# The possibility of my network being compromised?



## Paranoid80 (Mar 8, 2012)

Yes i was wondering how would it be possible for a person to gain access to computer through my router? Or is that even possible?

Just a quick rundown, the past few weeks, 2 of my email accounts have been compromised, one was email i had for years, the other was a new random email that i rarely use. In the same week, both these accounts were "hacked" the passwords were changed and i can't get access to them. Same goes for my fb account also compromised. These emails aren't linked to the fb acct neither. 

I know you might think yeah, i might have clicked on one of these phishing links, but i assure you haven't, i have never entered any of my information on random sites or anything like that. Actually i only really frequent 5 or 6 sites on this certain laptop and i have never downloaded anything on it but songs from iTunes.

I've scanned my computer numerous times, and even went as far as to factory reset it, so i don't know how high the possibility of me having a key logger is.

So i guess i'm asking, how would a person be able to have gained access to computer w/o having it in their physical possession? Can i be getting hacked through my wifi connection? 

What information of mine would someone have to have in order to access my computer and monitor my web activity?

Any help would be appreciated.


----------



## epshatto (Dec 23, 2010)

If you're not using strong passwords on your email and Facebook accounts, they could be hacked simply by guessing them (brute force). This is especially true if the email and Facebook accounts all use the same password. And if the password contains a hint or something that could be personally identifiable and attributed to you, somebody you know who was even mildly intelligent could probably guess them after enough tries.

--- --- ---

> PROBLEM TO WORK ON
Continue the forum thread on whether a home network could be compromised, starting after the last reply shown.

--- --- ---

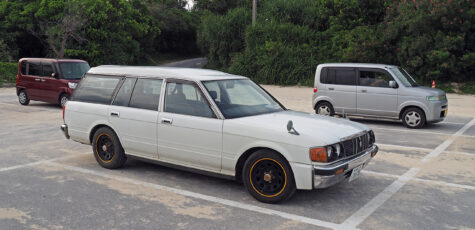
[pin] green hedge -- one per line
(433, 40)
(8, 72)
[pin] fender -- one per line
(413, 103)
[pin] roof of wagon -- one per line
(361, 65)
(163, 72)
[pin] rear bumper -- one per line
(325, 176)
(64, 128)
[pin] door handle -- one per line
(167, 121)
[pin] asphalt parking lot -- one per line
(420, 179)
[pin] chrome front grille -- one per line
(358, 144)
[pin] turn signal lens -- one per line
(318, 155)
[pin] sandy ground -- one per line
(300, 98)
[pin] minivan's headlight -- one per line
(72, 85)
(436, 98)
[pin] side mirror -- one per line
(393, 84)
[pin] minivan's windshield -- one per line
(404, 77)
(241, 98)
(73, 70)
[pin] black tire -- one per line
(107, 149)
(23, 97)
(268, 177)
(63, 98)
(324, 108)
(413, 118)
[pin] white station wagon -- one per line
(210, 121)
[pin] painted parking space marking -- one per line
(369, 208)
(226, 202)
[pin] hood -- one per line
(314, 129)
(424, 91)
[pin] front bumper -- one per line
(64, 128)
(325, 176)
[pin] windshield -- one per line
(404, 77)
(241, 98)
(73, 70)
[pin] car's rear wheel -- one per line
(107, 149)
(23, 98)
(63, 99)
(268, 177)
(413, 118)
(324, 108)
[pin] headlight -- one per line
(337, 148)
(72, 85)
(436, 98)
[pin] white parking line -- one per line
(369, 208)
(422, 180)
(200, 196)
(420, 131)
(35, 163)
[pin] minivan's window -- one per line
(374, 79)
(338, 76)
(73, 70)
(403, 76)
(47, 70)
(34, 69)
(187, 99)
(146, 94)
(96, 89)
(240, 98)
(123, 96)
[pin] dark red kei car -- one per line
(48, 80)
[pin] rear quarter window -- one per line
(96, 89)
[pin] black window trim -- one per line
(203, 94)
(373, 70)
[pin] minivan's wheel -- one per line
(413, 118)
(324, 108)
(23, 98)
(63, 99)
(107, 149)
(268, 177)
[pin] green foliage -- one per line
(105, 31)
(8, 72)
(432, 39)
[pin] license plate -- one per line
(355, 173)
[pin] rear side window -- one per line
(47, 70)
(35, 69)
(146, 94)
(96, 89)
(338, 76)
(123, 96)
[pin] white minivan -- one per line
(378, 91)
(213, 122)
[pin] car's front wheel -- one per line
(268, 177)
(107, 149)
(23, 98)
(413, 118)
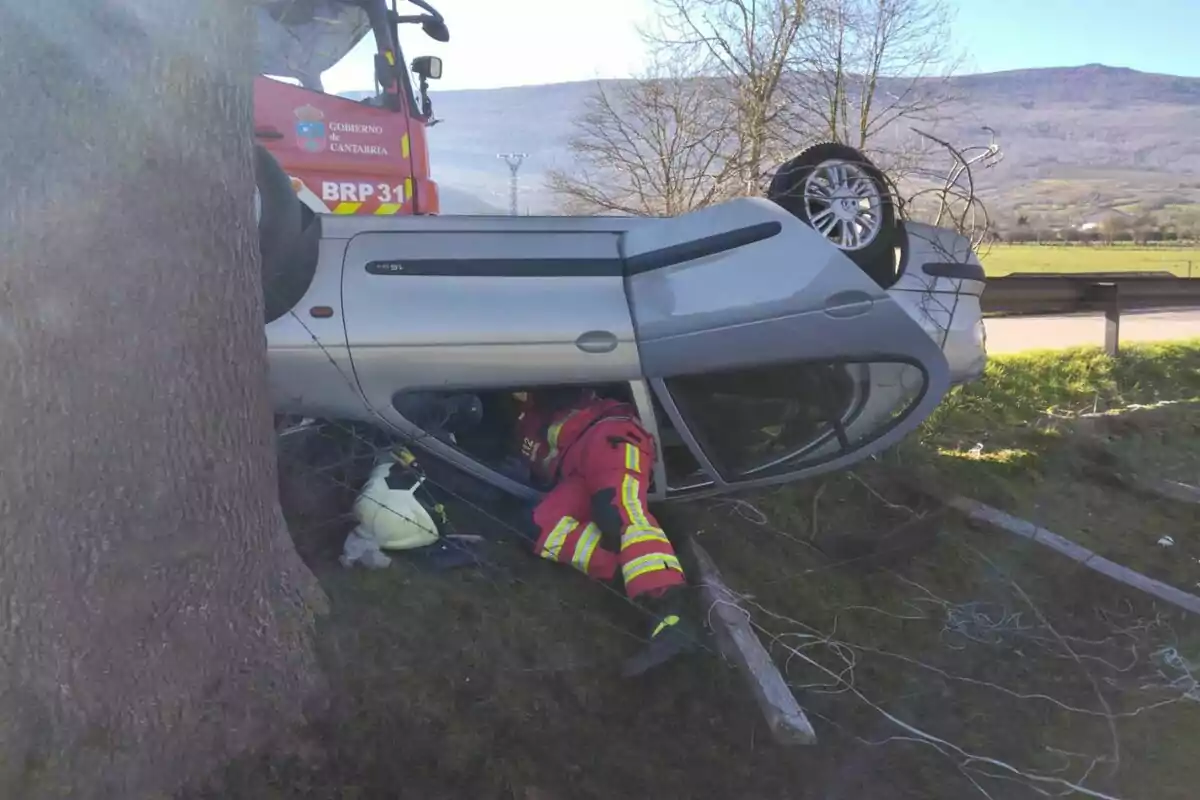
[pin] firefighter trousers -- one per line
(595, 518)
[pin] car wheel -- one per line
(279, 214)
(837, 191)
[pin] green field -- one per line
(1002, 259)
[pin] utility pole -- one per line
(514, 161)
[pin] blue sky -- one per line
(550, 41)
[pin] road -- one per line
(1012, 335)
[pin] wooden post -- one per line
(738, 643)
(985, 513)
(1111, 319)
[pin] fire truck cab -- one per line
(347, 156)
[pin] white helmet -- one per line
(390, 510)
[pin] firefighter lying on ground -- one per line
(597, 459)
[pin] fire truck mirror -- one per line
(427, 66)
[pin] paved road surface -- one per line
(1011, 335)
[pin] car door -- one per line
(772, 355)
(481, 302)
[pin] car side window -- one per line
(775, 419)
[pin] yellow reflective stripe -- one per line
(557, 537)
(652, 563)
(586, 547)
(667, 621)
(633, 458)
(637, 535)
(630, 498)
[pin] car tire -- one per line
(280, 216)
(288, 236)
(859, 218)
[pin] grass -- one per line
(1005, 259)
(1012, 440)
(501, 683)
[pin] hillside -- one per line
(1077, 139)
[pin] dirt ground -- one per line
(936, 661)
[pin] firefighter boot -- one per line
(671, 633)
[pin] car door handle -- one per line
(597, 342)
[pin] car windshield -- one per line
(303, 38)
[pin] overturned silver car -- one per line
(763, 341)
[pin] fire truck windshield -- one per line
(303, 40)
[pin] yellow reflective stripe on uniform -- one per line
(653, 563)
(637, 535)
(586, 547)
(630, 498)
(667, 621)
(633, 458)
(552, 434)
(557, 537)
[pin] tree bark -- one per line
(155, 619)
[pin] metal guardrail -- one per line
(1109, 293)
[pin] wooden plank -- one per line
(982, 512)
(738, 642)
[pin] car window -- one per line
(775, 419)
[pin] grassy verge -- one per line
(991, 644)
(502, 683)
(1005, 259)
(1012, 440)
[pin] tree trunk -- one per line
(155, 619)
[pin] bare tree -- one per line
(864, 66)
(654, 145)
(155, 618)
(749, 48)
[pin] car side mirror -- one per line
(427, 67)
(436, 29)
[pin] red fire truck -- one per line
(347, 156)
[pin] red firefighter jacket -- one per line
(547, 434)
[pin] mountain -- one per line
(1077, 140)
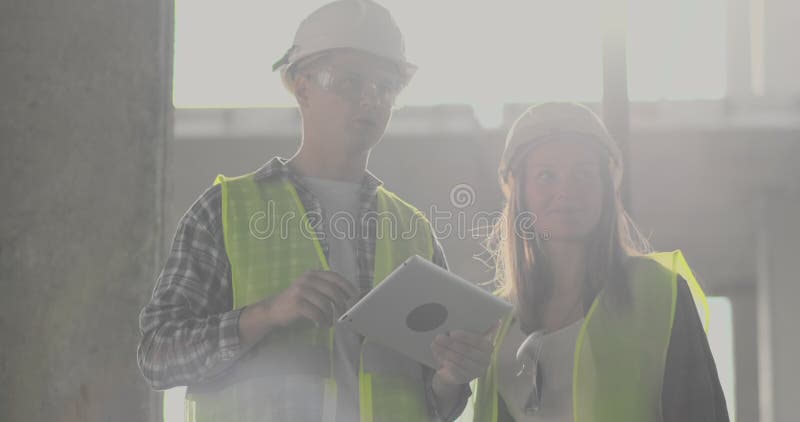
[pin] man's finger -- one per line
(331, 277)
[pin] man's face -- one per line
(348, 96)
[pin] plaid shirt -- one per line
(190, 333)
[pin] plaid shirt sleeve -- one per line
(189, 330)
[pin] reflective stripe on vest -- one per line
(270, 243)
(620, 355)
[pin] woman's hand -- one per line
(462, 356)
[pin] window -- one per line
(479, 53)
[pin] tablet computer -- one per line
(418, 301)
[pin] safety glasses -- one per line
(353, 86)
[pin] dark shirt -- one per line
(691, 391)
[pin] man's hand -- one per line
(318, 296)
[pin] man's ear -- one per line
(300, 90)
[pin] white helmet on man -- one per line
(362, 25)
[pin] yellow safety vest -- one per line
(270, 243)
(620, 354)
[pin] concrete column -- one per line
(777, 294)
(84, 119)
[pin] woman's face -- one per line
(562, 186)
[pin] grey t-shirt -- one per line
(340, 202)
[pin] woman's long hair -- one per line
(521, 268)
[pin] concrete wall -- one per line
(83, 123)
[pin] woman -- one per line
(601, 331)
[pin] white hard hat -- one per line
(355, 24)
(552, 122)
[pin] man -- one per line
(243, 310)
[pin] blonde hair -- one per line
(521, 271)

--- --- ---

> FINAL ANSWER
Conversely the sites themselves could have been broken into and usernames and passwords stolen that way, and your experience is just luck of the draw.

You certainly can be hacked through your wireless, but I doubt anyone would have penetrated your LAN just to get webmail and Facebook passwords. I don't see how that would help them anyway without a keylogger or trojan and you seem fairly confident you aren't infected, with a keylogger or any other virus.


----------



## Wand3r3r (Sep 17, 2010)

Your wifi should be set to wpa2. wep and wpa have both been hacked


----------



## LS21 (Apr 1, 2012)

Do you have any remote viewing software installed on your computer? I.e. Logmein or VNC? 

It is possible these services could be comprimised. It would then only take a keylogger to be installed on your computer for them to retrieve passwords and other information. 

If your wireless has been cracked then a hacker could be monitoring your network traffic and decrypting encrypted passwords.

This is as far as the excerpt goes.